> [WHAT YOU WILL DO]: Please pull out every line of the listing that contains the word "order".

> [STUDY MATERIAL]:
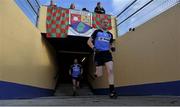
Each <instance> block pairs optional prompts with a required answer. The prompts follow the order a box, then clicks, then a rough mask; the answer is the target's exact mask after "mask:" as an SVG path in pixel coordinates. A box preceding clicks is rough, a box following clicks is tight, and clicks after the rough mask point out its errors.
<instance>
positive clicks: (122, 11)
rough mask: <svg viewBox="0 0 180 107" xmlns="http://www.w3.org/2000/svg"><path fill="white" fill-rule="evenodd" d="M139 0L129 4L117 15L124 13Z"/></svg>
mask: <svg viewBox="0 0 180 107" xmlns="http://www.w3.org/2000/svg"><path fill="white" fill-rule="evenodd" d="M136 1H137V0H134V1H133V2H132V3H131V4H130V5H128V6H127V7H126V8H125V9H124V10H123V11H122V12H120V13H119V14H118V15H117V16H116V17H119V16H120V15H121V14H122V13H124V12H125V11H126V10H127V9H128V8H129V7H131V6H132V5H133V4H134V3H135V2H136Z"/></svg>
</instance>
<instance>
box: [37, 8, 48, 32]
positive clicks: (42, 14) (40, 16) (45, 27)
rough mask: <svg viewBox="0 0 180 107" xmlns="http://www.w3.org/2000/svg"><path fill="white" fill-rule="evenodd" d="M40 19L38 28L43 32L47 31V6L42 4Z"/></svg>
mask: <svg viewBox="0 0 180 107" xmlns="http://www.w3.org/2000/svg"><path fill="white" fill-rule="evenodd" d="M39 13H40V14H39V21H38V29H39V30H40V31H41V32H42V33H46V16H47V7H46V6H41V8H40V12H39Z"/></svg>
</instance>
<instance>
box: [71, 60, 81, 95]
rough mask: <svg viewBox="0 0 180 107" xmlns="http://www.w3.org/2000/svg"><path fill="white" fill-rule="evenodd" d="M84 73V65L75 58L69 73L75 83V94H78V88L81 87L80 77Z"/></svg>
mask: <svg viewBox="0 0 180 107" xmlns="http://www.w3.org/2000/svg"><path fill="white" fill-rule="evenodd" d="M82 73H83V69H82V66H81V65H80V64H78V60H77V59H74V64H73V65H71V68H70V70H69V74H70V75H71V77H72V83H73V96H75V95H77V88H79V84H80V77H81V75H82Z"/></svg>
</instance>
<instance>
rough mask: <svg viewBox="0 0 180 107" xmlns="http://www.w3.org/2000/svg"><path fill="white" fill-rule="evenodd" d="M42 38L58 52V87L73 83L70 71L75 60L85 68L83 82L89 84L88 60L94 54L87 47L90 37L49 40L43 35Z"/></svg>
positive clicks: (89, 48) (59, 38)
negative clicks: (62, 84) (88, 74)
mask: <svg viewBox="0 0 180 107" xmlns="http://www.w3.org/2000/svg"><path fill="white" fill-rule="evenodd" d="M42 36H43V38H44V39H45V40H46V42H48V43H49V44H50V45H51V46H52V48H53V50H55V52H56V56H55V57H56V59H55V60H56V62H57V68H58V69H57V75H56V77H57V78H58V79H57V83H56V87H58V85H59V84H61V83H62V84H64V83H68V84H70V83H72V80H71V76H70V75H69V69H70V66H71V65H72V64H73V61H74V59H75V58H77V59H78V62H79V64H81V65H82V67H83V71H84V72H83V78H82V81H83V82H84V83H87V82H88V80H87V79H86V76H87V72H88V69H89V65H88V62H89V61H88V60H89V57H91V54H92V49H91V48H90V47H89V46H88V45H87V40H88V38H89V37H80V36H68V37H67V38H47V37H46V34H42Z"/></svg>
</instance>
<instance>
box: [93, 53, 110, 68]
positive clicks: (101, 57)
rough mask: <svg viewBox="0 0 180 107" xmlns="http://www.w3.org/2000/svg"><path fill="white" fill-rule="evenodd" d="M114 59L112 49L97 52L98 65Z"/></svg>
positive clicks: (96, 64) (105, 62)
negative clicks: (106, 50)
mask: <svg viewBox="0 0 180 107" xmlns="http://www.w3.org/2000/svg"><path fill="white" fill-rule="evenodd" d="M109 61H113V59H112V55H111V52H110V51H100V52H96V54H95V64H96V66H103V65H104V64H105V63H106V62H109Z"/></svg>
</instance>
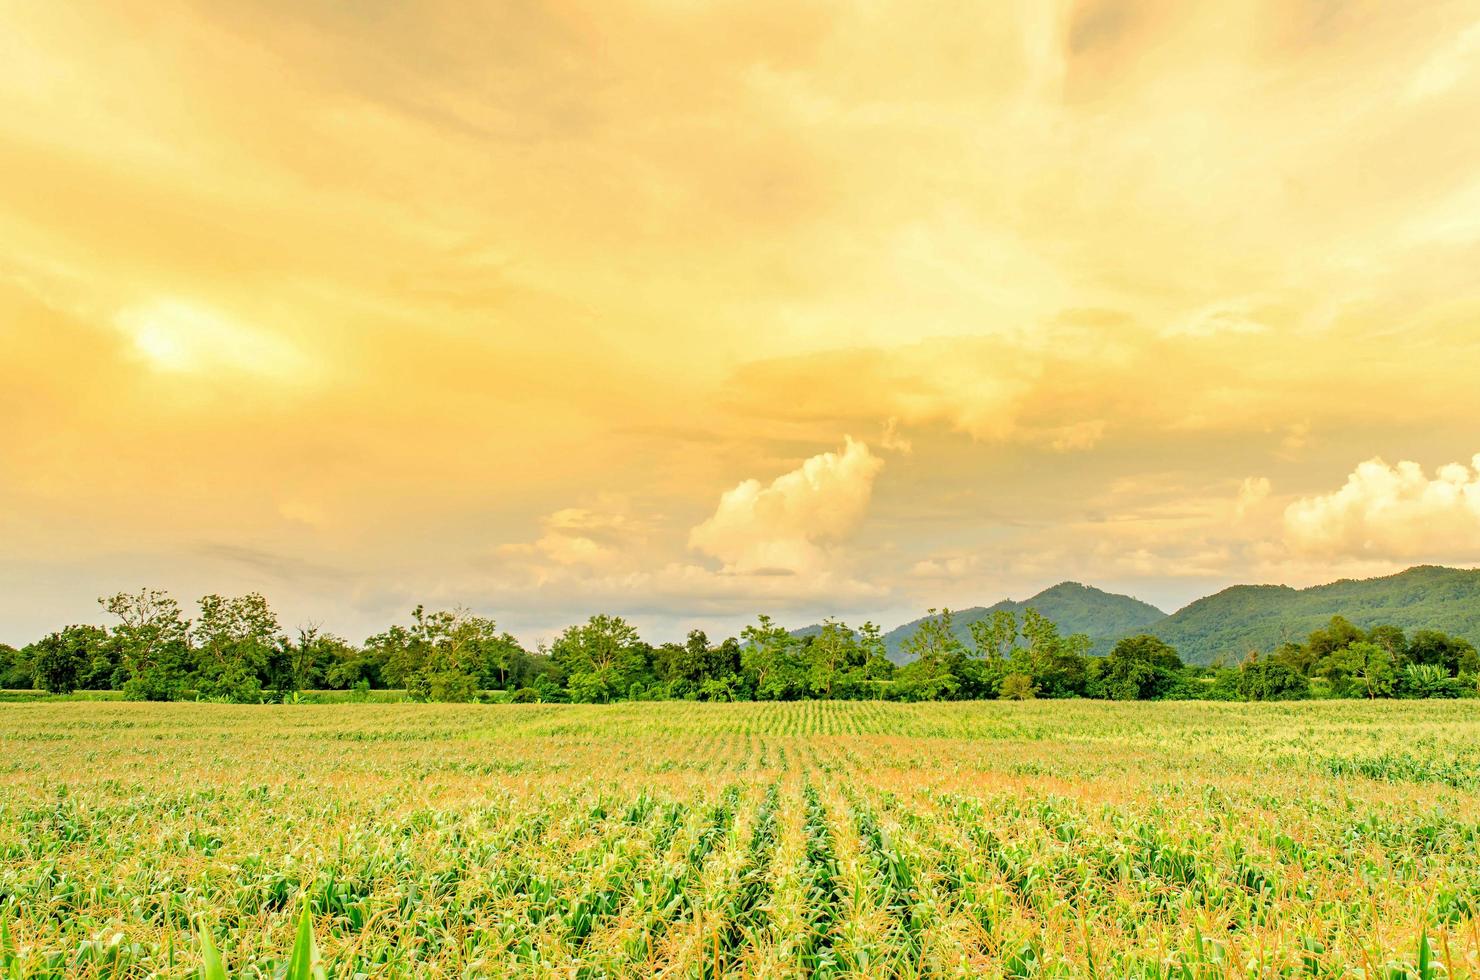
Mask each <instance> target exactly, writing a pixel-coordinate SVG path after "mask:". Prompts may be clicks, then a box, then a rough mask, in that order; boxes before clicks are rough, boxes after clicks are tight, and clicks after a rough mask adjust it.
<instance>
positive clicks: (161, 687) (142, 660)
mask: <svg viewBox="0 0 1480 980" xmlns="http://www.w3.org/2000/svg"><path fill="white" fill-rule="evenodd" d="M98 604H99V605H102V607H104V608H105V610H108V611H110V613H111V614H114V616H117V617H118V623H117V625H114V628H112V631H111V640H112V641H114V644H115V645H117V651H118V660H120V665H121V675H123V678H124V684H123V696H124V697H127V699H130V700H172V699H175V697H179V696H181V694H182V693H184V691H185V685H186V684H188V681H189V671H191V662H189V654H191V648H189V620H188V619H185V616H184V614H182V613H181V605H179V603H178V601H176V600H175V598H173V597H170V595H169V594H167V592H160V591H158V589H142V591H139V592H118V594H117V595H110V597H104V598H101V600H98Z"/></svg>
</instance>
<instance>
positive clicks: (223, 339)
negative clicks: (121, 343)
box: [114, 299, 309, 380]
mask: <svg viewBox="0 0 1480 980" xmlns="http://www.w3.org/2000/svg"><path fill="white" fill-rule="evenodd" d="M114 326H115V327H117V329H118V330H120V332H121V333H123V335H124V336H126V338H127V339H129V340H130V342H132V345H133V351H135V354H136V355H138V357H139V358H141V360H142V361H144V363H145V364H148V366H149V367H151V369H154V370H157V372H163V373H179V375H189V373H201V372H219V370H240V372H247V373H252V375H258V376H260V377H266V379H274V380H289V379H293V377H299V376H302V375H303V373H305V372H306V370H309V361H308V358H305V357H303V355H302V352H299V349H297V348H295V346H293V345H292V343H289V342H287V340H284V339H281V338H278V336H274V335H271V333H265V332H262V330H253V329H249V327H244V326H241V324H238V323H234V321H231V320H228V318H226V317H223V315H221V314H218V312H215V311H212V309H206V308H203V306H198V305H194V303H186V302H181V301H176V299H166V301H160V302H154V303H148V305H142V306H130V308H127V309H121V311H120V312H118V314H117V317H114Z"/></svg>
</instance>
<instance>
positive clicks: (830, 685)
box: [804, 619, 867, 699]
mask: <svg viewBox="0 0 1480 980" xmlns="http://www.w3.org/2000/svg"><path fill="white" fill-rule="evenodd" d="M804 657H805V663H807V682H808V687H810V690H811V691H813V693H814V694H820V696H821V697H829V699H830V697H832V696H833V691H835V688H836V687H838V685H839V682H841V681H842V679H844V678H845V677H847V675H848V674H850V672H851V671H855V669H858V668H861V666H863V663H864V660H866V659H867V656H866V654H864V651H863V647H861V645H858V634H855V632H854V631H852V629H851V628H850V626H847V625H845V623H839V622H836V620H833V619H829V620H826V622H824V623H823V628H821V631H820V632H818V634H817V635H815V637H813V638H811V642H810V644H807V647H805V648H804Z"/></svg>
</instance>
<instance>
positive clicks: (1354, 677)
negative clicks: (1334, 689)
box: [1347, 640, 1397, 697]
mask: <svg viewBox="0 0 1480 980" xmlns="http://www.w3.org/2000/svg"><path fill="white" fill-rule="evenodd" d="M1347 654H1348V657H1350V659H1351V662H1353V665H1354V669H1353V671H1351V677H1353V679H1356V681H1359V682H1360V690H1362V693H1363V694H1366V696H1368V697H1393V691H1394V688H1396V687H1397V663H1396V662H1394V659H1393V654H1391V653H1388V651H1387V648H1385V647H1379V645H1378V644H1375V642H1370V641H1368V640H1362V641H1357V642H1354V644H1351V645H1350V647H1347Z"/></svg>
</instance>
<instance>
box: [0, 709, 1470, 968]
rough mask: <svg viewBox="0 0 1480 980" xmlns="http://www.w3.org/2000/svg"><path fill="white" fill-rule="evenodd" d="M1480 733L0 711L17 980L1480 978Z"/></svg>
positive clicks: (1282, 722) (3, 766) (1090, 721)
mask: <svg viewBox="0 0 1480 980" xmlns="http://www.w3.org/2000/svg"><path fill="white" fill-rule="evenodd" d="M1477 771H1480V712H1476V711H1474V706H1473V705H1467V703H1464V702H1391V703H1375V705H1373V703H1356V702H1326V703H1320V702H1311V703H1295V705H1212V703H1165V705H1111V703H1088V702H1057V703H1046V702H1045V703H1021V705H1011V703H996V702H993V703H981V705H938V703H937V705H887V703H829V702H810V703H796V705H693V703H633V705H616V706H605V708H602V706H554V705H472V706H469V705H457V706H434V705H373V703H366V705H286V706H253V708H244V706H225V705H130V703H112V702H40V703H18V705H6V706H0V977H6V979H7V977H104V976H141V977H142V976H166V977H223V976H229V977H314V976H332V977H339V976H345V977H348V976H366V977H403V976H417V977H471V976H511V974H512V976H548V977H604V976H633V977H638V976H653V974H657V973H665V974H666V976H675V977H719V976H767V977H771V976H838V977H842V976H876V977H885V976H901V977H916V976H1005V977H1030V976H1039V977H1187V979H1196V977H1231V976H1239V977H1268V976H1285V977H1311V976H1316V977H1341V976H1360V977H1384V979H1387V977H1394V979H1396V977H1474V976H1480V919H1477V916H1480V793H1477V785H1476V779H1474V774H1476V773H1477Z"/></svg>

> [OUTPUT FOR THIS EXERCISE]:
Each <instance> block pairs optional prompts with a required answer. The prompts follow the order a box, then clicks, then a rough mask; the answer is the target's exact mask after "mask:" as an SVG path in pixel coordinates. A box preceding clicks is rough, a box following clicks is tight, and clicks after the rough mask point out its errors.
Mask each <instance> target exactly, writing a pixel-coordinate SVG path after "mask:". Prompts may be clicks, then a box, then a rough mask, in that order; boxes before clicks are rough, boxes after clicks are tight, and clicks after a rough mask adjust it.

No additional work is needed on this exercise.